» **SHORT EXERCISE**
Reproduce the lines between the one holding "segment wooden beam, every instance" and the one holding "[[[310,577],[312,563],[308,559],[301,559],[299,561],[301,577]]]", inclusive.

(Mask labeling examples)
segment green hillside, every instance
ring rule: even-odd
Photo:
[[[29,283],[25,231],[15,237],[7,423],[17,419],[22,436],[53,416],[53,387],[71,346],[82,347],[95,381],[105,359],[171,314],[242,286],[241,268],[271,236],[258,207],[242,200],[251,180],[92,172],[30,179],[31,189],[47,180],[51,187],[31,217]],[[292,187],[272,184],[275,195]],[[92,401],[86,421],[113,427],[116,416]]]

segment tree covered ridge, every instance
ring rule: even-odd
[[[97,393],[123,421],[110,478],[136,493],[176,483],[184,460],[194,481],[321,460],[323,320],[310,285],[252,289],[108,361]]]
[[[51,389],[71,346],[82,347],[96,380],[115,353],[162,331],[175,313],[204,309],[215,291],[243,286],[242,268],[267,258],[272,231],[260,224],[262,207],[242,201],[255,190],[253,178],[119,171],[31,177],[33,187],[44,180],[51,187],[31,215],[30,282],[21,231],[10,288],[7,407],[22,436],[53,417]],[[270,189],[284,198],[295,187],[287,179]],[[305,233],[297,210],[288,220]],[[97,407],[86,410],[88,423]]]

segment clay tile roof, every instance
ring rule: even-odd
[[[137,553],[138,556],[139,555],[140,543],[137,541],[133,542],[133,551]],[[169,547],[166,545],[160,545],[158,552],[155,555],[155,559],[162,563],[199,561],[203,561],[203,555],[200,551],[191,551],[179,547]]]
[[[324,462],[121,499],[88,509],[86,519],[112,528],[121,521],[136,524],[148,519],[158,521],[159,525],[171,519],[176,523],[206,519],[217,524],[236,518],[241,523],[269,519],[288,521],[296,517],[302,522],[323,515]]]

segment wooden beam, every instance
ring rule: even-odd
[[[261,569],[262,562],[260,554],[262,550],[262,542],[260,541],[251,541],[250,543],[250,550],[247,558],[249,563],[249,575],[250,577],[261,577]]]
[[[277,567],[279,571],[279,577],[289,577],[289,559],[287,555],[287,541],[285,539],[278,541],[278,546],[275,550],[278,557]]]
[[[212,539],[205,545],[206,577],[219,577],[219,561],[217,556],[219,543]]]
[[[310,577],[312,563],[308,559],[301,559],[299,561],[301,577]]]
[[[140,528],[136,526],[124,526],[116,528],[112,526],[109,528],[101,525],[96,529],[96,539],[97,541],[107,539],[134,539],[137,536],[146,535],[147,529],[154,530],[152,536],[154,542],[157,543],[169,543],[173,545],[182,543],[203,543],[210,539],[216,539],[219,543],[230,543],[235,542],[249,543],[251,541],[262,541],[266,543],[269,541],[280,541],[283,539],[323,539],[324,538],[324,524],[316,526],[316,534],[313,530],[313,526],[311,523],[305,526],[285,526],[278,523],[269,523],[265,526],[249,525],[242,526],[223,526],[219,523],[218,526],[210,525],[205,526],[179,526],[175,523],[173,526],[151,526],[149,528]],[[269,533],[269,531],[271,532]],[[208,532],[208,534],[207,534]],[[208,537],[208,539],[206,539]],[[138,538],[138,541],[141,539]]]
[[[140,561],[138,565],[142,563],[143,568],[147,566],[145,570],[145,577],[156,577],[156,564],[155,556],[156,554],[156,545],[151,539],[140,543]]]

» **FINISHED TASK**
segment wooden beam, every instance
ring rule: even-odd
[[[261,569],[262,562],[260,554],[262,550],[262,542],[260,541],[251,541],[250,543],[250,550],[247,558],[249,563],[249,575],[250,577],[261,577]]]
[[[277,567],[279,571],[279,577],[289,577],[289,559],[287,555],[287,541],[285,539],[278,541],[278,546],[275,550],[278,557]]]
[[[212,539],[205,545],[206,577],[219,577],[219,561],[217,556],[219,543]]]
[[[310,577],[312,563],[308,559],[301,559],[299,561],[301,577]]]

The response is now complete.